- TASK GOAL
In the copy, every line of the material that follows must appear exactly, and no pictures should.

- SUPPLIED MATERIAL
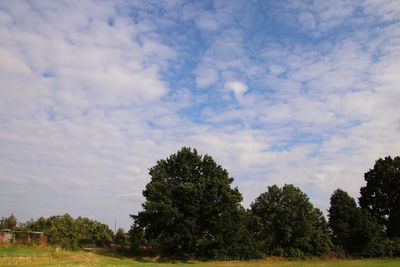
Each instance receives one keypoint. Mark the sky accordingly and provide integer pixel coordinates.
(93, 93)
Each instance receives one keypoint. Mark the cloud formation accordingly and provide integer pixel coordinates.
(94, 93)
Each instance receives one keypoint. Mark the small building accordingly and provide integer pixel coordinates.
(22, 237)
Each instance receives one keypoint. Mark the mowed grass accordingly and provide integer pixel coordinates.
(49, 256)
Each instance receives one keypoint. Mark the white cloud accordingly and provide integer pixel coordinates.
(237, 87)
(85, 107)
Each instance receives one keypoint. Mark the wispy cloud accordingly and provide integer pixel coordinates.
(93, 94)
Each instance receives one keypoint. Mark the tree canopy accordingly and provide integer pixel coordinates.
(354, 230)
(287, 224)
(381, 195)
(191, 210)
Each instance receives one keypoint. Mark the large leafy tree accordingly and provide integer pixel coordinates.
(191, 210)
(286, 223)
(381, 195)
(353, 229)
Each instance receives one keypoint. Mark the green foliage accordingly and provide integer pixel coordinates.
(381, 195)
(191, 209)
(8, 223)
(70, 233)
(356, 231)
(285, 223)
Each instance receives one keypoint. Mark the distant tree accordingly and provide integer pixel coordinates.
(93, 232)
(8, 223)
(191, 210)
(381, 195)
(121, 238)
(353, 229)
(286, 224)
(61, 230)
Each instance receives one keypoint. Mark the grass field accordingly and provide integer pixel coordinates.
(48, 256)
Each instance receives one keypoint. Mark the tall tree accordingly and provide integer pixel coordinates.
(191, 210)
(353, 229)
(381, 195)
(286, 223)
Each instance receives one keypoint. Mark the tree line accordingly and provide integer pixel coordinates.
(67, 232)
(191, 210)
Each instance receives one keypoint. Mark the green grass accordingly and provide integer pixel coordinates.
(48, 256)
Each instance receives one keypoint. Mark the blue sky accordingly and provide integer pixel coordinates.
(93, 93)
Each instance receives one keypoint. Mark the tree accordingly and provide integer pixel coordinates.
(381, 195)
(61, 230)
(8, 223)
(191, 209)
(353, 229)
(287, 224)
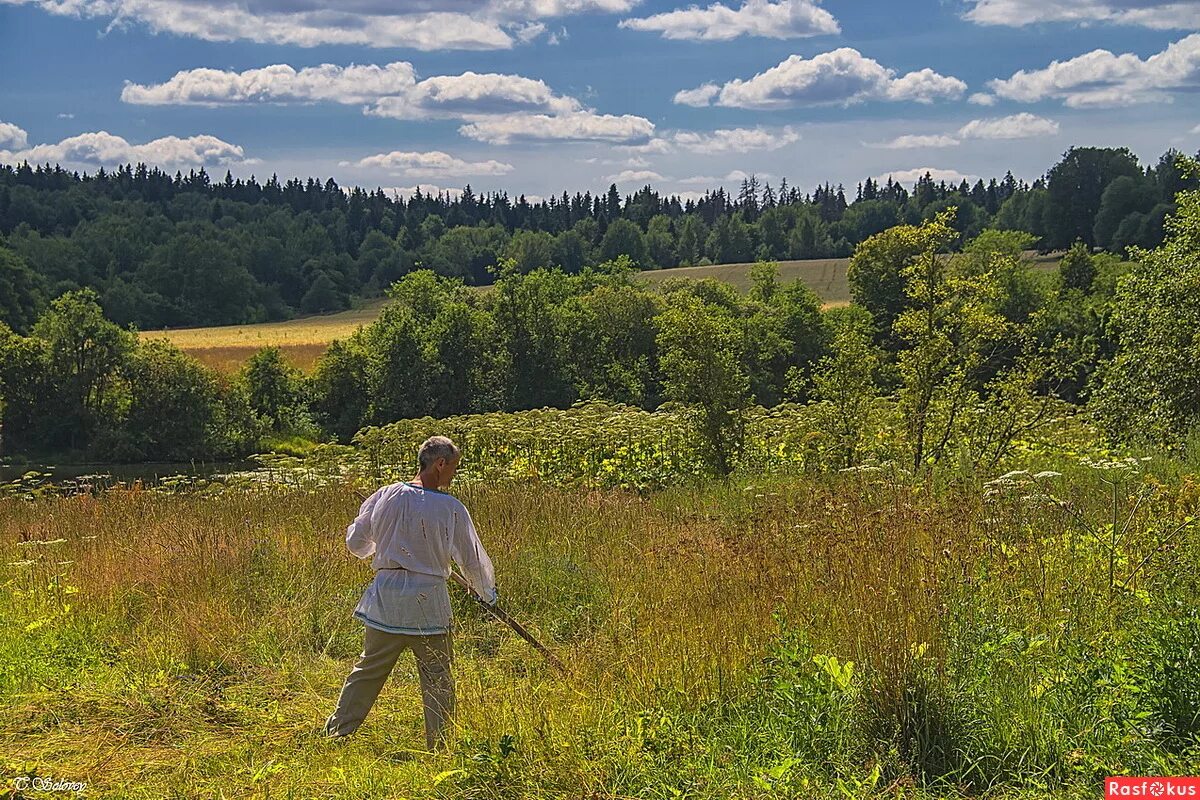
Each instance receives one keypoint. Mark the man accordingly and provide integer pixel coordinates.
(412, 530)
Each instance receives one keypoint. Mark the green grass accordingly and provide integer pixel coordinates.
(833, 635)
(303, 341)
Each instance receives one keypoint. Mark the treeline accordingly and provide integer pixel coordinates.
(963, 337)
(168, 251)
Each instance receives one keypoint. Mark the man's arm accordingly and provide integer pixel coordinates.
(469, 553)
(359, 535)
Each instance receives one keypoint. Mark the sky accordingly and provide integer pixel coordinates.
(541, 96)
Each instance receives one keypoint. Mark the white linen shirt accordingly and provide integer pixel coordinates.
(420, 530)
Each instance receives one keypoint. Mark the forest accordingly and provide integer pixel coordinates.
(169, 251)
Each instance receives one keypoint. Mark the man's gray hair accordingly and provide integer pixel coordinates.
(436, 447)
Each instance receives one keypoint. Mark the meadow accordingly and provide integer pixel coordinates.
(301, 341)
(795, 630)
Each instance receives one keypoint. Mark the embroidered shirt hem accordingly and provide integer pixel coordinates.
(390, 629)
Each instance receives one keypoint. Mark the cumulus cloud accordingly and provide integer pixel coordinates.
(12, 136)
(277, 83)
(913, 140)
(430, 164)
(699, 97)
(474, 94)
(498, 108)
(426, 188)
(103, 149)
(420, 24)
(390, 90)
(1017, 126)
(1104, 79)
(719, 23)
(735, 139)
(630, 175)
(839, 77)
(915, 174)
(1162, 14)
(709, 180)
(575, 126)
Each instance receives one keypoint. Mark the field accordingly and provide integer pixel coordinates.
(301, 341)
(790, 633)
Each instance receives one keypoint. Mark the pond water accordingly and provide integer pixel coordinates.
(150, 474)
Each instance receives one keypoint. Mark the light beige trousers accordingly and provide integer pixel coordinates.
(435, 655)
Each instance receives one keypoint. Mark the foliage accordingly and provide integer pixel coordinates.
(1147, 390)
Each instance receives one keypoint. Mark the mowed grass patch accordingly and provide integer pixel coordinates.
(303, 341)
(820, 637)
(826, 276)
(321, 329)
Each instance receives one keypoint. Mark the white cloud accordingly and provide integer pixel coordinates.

- THE ANSWER
Each instance receives one keypoint. Mark the sky accordingly and provide integer pixel coordinates.
(93, 93)
Each instance receives one keypoint. Mark the cloud formation accordingly and provide integer pixel coordinates.
(94, 93)
Each instance receives one keypoint. Mark the small building accordingly and provide integer pixel coordinates.
(22, 237)
Each instance receives one keypoint. Mark the mowed grass accordingly and provide integer pixel coordinates.
(49, 256)
Each instance receives one keypoint. Mark the white cloud accordingly and provide integer pixel coordinates.
(237, 87)
(85, 107)
Each instance receives one keypoint. Mark the wispy cloud accordingly and provide integer pixel coordinates.
(93, 94)
Each instance receives one keypoint. Mark the tree canopy accordingly and provide integer pixel coordinates.
(354, 230)
(287, 224)
(381, 195)
(191, 210)
Each instance receives one keypoint. Mark the large leafy tree accordingly and provide integer pixel coordinates.
(191, 210)
(286, 223)
(381, 195)
(353, 229)
Each instance receives one keypoint. Mark the green foliage accordingly and provide integer pixel coordinates.
(381, 195)
(191, 209)
(8, 223)
(70, 233)
(356, 231)
(285, 223)
Each instance receives one keypoint. Mark the distant tree accordingly and provide integer pixel coordinates.
(93, 232)
(8, 223)
(191, 210)
(381, 195)
(121, 238)
(353, 229)
(286, 224)
(61, 230)
Each instance receives one keypoint. Mark the grass field accordingly and provide integer pixel coordinates.
(48, 256)
Each instance receives one keypoint. Mark the tall tree accordingly and provide integer pixel coordinates.
(191, 210)
(353, 229)
(381, 195)
(286, 223)
Each instance receives one keypoint. Mark the tree line accordingly and provide integer pixel coordinates.
(67, 232)
(191, 210)
Each instance receives one keypoint. Mark the green grass accordingly and provide integer pixel coordinates.
(48, 256)
Each instance receives one keypoint. Mark the blue sky accordingly and provide integer pixel coordinates.
(93, 93)
Each instance receives one keypoint. Mark the tree accordingly and provide integer pixel coordinates.
(381, 195)
(61, 230)
(8, 223)
(191, 209)
(353, 229)
(287, 224)
Each instance receives one keypoint. Mark the man accordingly and provide integer pixel coordinates.
(412, 530)
Each instance receives one keypoint. Mark the green grass accordingly and provide integer pixel coordinates.
(833, 635)
(303, 341)
Each instance receives one keypoint. Mark the treeline accordingly and provide integer pixel coordinates.
(963, 337)
(168, 251)
Each instance receives one keypoint. Mark the man's arm accordingly and provide integer pixel coordinates.
(469, 553)
(359, 535)
Each instance receives one keypoint. Mark the sky accordingly and provide integer pixel coordinates.
(541, 96)
Each instance receives one keypoint. Mark the white linen shirt accordingly and provide integer pixel coordinates.
(420, 530)
Each instance receives one keypoint. Mark the forest accordingly and provide integer pixel coordinates.
(169, 251)
Each instance receives one keypoint. Mark the man's gray hair accordingly and provide integer pixel coordinates.
(436, 447)
Each instance receives one keypoint. Mark the meadow accordingly and provide integer pixel coordinates.
(301, 341)
(795, 630)
Each instance receives one keypoint. Mark the embroidered shirt hem accordingly and provide integer pixel coordinates.
(390, 629)
Each instance receives one keypoint. Mark the cumulus cloud accordingly and provide integer pixel coordinates.
(12, 136)
(277, 83)
(913, 140)
(430, 164)
(699, 97)
(474, 94)
(498, 108)
(426, 188)
(103, 149)
(420, 24)
(390, 90)
(1017, 126)
(1104, 79)
(719, 23)
(735, 139)
(630, 175)
(839, 77)
(915, 174)
(1162, 14)
(709, 180)
(575, 126)
Each instance receives one keypoint. Mark the field accordingly and provide integer pixel coordinates.
(301, 341)
(790, 633)
Each instance receives one keypoint. Mark the pond water accordingly and provide integer pixel coordinates.
(150, 474)
Each instance receives one keypoint. Mark the light beige trousers accordingly and provide integer pixel coordinates.
(435, 655)
Each instance receives one keypoint. Mark the foliage accordingly and provide integer pixel coordinates.
(1147, 390)
Each instance receives one keypoint. Mark the mowed grass patch accordingly and provide integer pixel coordinates.
(303, 341)
(820, 637)
(826, 276)
(321, 329)
Each instance receives one keypoint. Mark the white cloud accordingly and provide integer pixel coordinates.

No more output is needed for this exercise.